Records provided:

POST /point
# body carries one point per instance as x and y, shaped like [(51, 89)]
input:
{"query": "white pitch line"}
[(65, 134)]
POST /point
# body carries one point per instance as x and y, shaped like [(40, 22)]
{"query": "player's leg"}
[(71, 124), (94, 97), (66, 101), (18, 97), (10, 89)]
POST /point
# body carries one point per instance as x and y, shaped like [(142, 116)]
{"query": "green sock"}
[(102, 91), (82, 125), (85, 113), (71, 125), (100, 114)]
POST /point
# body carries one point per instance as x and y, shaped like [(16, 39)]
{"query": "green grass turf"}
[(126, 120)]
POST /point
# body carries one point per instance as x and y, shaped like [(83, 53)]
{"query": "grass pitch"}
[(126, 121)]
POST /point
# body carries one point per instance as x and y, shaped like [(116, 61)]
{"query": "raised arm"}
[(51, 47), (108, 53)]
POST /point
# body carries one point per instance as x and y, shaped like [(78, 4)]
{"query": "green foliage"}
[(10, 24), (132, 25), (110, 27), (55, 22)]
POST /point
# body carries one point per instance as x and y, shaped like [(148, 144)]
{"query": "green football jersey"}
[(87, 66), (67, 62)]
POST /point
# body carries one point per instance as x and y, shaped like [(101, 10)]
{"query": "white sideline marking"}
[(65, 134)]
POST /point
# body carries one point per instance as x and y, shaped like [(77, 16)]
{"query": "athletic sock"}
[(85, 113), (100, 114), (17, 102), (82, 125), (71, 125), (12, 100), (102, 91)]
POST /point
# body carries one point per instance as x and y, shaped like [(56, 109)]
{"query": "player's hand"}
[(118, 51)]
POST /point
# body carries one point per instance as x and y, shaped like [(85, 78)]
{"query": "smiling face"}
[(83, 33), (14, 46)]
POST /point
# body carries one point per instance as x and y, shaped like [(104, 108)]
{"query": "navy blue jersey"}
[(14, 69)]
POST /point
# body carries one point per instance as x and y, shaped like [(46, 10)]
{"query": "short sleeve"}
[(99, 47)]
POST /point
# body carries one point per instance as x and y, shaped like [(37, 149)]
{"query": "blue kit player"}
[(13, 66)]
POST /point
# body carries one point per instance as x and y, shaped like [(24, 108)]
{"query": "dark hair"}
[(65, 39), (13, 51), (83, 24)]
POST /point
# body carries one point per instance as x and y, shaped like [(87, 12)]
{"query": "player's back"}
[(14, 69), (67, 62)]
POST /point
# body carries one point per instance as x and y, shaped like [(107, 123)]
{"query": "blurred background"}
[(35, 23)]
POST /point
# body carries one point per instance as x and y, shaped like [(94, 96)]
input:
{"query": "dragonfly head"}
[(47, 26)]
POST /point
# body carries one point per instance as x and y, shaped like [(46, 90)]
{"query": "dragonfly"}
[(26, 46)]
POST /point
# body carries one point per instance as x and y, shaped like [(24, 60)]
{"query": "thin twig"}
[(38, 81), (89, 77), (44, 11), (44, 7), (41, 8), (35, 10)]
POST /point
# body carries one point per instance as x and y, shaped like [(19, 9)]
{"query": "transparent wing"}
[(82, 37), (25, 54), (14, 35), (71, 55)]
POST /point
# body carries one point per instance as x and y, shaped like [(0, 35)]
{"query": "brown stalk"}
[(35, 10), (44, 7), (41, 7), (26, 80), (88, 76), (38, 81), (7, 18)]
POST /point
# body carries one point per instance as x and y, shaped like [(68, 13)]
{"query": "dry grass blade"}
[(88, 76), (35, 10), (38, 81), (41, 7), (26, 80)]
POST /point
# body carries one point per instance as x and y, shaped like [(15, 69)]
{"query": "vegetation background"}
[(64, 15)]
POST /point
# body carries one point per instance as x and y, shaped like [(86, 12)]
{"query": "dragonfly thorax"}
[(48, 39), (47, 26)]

Task statement:
Each record above needs to be transcribed word for word.

Response area:
POST /point
# body carries one point per instance as x and y, shaped like [(51, 89)]
input:
{"query": "white pitch line"}
[(65, 134)]
POST /point
# body carries one point per instance as x and y, shaped like [(40, 22)]
{"query": "player's leg"}
[(71, 124), (94, 97), (66, 101), (18, 97), (10, 89)]
POST /point
# body carries one point per instance as x and y, shaped like [(142, 116)]
{"query": "green sock"}
[(102, 91), (82, 125), (85, 113), (71, 125), (100, 114)]
POST /point
# body carries one point per instance as x and y, shaped like [(16, 39)]
{"query": "green grass turf"}
[(126, 120)]
POST /point
# body carries one point per instance as x and y, shaped like [(83, 53)]
{"query": "grass pitch"}
[(126, 121)]
POST /point
# body carries one point per instance as x and y, shaped like [(116, 61)]
{"query": "raised arm"}
[(51, 47), (108, 53)]
POST /point
# body carries one point per instance as x and y, shaped like [(78, 4)]
{"query": "green foliage"}
[(10, 24), (132, 25), (110, 27), (55, 22)]
POST /point
# body carries one point per instance as x and y, shaped like [(148, 144)]
{"query": "green football jersey"}
[(87, 66), (67, 62)]
POST /point
# body carries one point per instance as x and y, shaped like [(101, 10)]
{"query": "white sideline marking"}
[(65, 134)]
POST /point
# body carries one point per instance as x and y, shaped like [(77, 16)]
{"query": "athletic sock"}
[(85, 113), (100, 114), (17, 102), (82, 125), (71, 125), (12, 100), (102, 91)]
POST /point
# body carries one point per instance as x and y, shaped like [(56, 109)]
{"query": "player's hand"}
[(118, 51)]
POST /point
# body carries one point per instance as x and y, shaped like [(85, 78)]
{"query": "smiling face"}
[(83, 33), (14, 46)]
POST /point
# body carries one point per instance as x and y, shaped like [(104, 108)]
{"query": "navy blue jersey"}
[(14, 69)]
POST /point
# body carries one point per instance as x and y, shaped like [(46, 10)]
{"query": "short sleeve"}
[(99, 47)]
POST /point
# body carries one point per instance as x and y, shaped like [(37, 149)]
{"query": "blue kit player"}
[(13, 66)]
POST /point
# body carries one point per instance as x and y, shaped like [(24, 108)]
{"query": "dark hair"}
[(65, 39), (13, 51), (83, 24)]
POST /point
# body carries one point per instance as x and y, shaped like [(87, 12)]
{"query": "player's back"}
[(14, 69), (67, 62)]
POST /point
# body carries one point per instance as x and y, shaped like [(107, 123)]
{"query": "blurred background"}
[(35, 23)]
POST /point
# body carries one point per instance as x and y, shaped like [(94, 96)]
input:
{"query": "dragonfly head"}
[(47, 26)]
POST /point
# body carries one point per instance as x and y, shaped like [(46, 90)]
{"query": "dragonfly"}
[(26, 46)]
POST /point
# body carries one point per instance as x and y, shaped like [(24, 60)]
{"query": "thin twig"}
[(38, 81), (89, 77), (44, 11), (44, 7), (41, 8), (35, 10)]
POST /point
# body carries one point per instance as x and y, shaped like [(19, 9)]
{"query": "transparent wing"}
[(82, 37), (25, 54), (14, 35), (71, 55)]
POST /point
# body carries one point per instance as x and y, shaped like [(0, 35)]
{"query": "brown stalk"}
[(35, 10), (44, 7), (41, 7), (26, 80), (88, 76), (38, 81), (7, 18)]
POST /point
# body carries one point per instance as x and y, shaped like [(68, 13)]
{"query": "dry grass blade"}
[(88, 76), (35, 10), (38, 81), (41, 7), (26, 80)]
POST /point
# body carries one point per instance as x and y, shaped like [(15, 69)]
{"query": "vegetation background"}
[(64, 15)]
POST /point
# body carries one point per instance as x and y, shaped like [(86, 12)]
{"query": "dragonfly thorax"}
[(48, 39), (47, 26)]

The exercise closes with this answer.